* BEGIN Records shown *
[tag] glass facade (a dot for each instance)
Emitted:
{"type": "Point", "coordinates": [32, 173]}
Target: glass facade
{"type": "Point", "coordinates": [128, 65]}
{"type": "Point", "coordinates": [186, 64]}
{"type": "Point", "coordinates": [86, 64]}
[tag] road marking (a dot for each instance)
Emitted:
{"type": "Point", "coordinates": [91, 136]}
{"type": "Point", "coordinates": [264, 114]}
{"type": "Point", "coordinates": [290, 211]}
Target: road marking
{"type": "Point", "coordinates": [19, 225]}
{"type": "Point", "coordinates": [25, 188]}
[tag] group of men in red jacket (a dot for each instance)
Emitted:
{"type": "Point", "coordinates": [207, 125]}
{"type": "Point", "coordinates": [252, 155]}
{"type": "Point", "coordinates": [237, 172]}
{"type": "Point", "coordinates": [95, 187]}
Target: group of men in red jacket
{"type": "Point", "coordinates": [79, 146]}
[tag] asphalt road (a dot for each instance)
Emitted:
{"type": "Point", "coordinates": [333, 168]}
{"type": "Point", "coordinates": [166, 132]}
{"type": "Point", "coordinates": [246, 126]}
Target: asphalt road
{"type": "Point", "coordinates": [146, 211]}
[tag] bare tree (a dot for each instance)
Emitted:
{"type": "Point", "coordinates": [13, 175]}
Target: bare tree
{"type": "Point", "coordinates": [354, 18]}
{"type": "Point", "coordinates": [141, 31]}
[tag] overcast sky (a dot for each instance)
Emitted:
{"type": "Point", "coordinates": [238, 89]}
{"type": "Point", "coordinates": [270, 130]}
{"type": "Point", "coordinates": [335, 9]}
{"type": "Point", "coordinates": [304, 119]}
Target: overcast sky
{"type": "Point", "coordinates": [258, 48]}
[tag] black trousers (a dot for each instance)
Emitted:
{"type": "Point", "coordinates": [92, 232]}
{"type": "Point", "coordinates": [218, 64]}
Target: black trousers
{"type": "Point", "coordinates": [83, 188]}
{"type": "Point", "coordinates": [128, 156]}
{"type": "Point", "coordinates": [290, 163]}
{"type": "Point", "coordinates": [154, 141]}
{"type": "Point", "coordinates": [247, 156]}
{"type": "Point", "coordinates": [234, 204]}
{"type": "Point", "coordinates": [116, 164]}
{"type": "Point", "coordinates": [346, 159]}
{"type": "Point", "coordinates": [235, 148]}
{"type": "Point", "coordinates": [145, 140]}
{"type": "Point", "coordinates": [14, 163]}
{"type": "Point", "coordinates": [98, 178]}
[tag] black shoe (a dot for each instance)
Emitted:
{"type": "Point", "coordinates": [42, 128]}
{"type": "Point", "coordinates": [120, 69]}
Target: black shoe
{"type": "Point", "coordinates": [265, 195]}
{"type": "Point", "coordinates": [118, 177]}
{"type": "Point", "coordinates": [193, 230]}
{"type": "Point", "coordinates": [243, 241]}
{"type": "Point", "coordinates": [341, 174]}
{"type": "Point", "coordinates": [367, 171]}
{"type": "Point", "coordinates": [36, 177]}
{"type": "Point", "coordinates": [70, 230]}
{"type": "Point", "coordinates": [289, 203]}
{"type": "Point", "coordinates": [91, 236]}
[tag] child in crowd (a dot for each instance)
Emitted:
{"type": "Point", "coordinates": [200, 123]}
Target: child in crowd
* END Records shown *
Please copy verbatim the lines of the listing above, from the line containing "[tag] child in" through the end of the listing.

** Complete answer **
[tag] child in crowd (a dot for each instance)
Emitted:
{"type": "Point", "coordinates": [200, 123]}
Target: child in crowd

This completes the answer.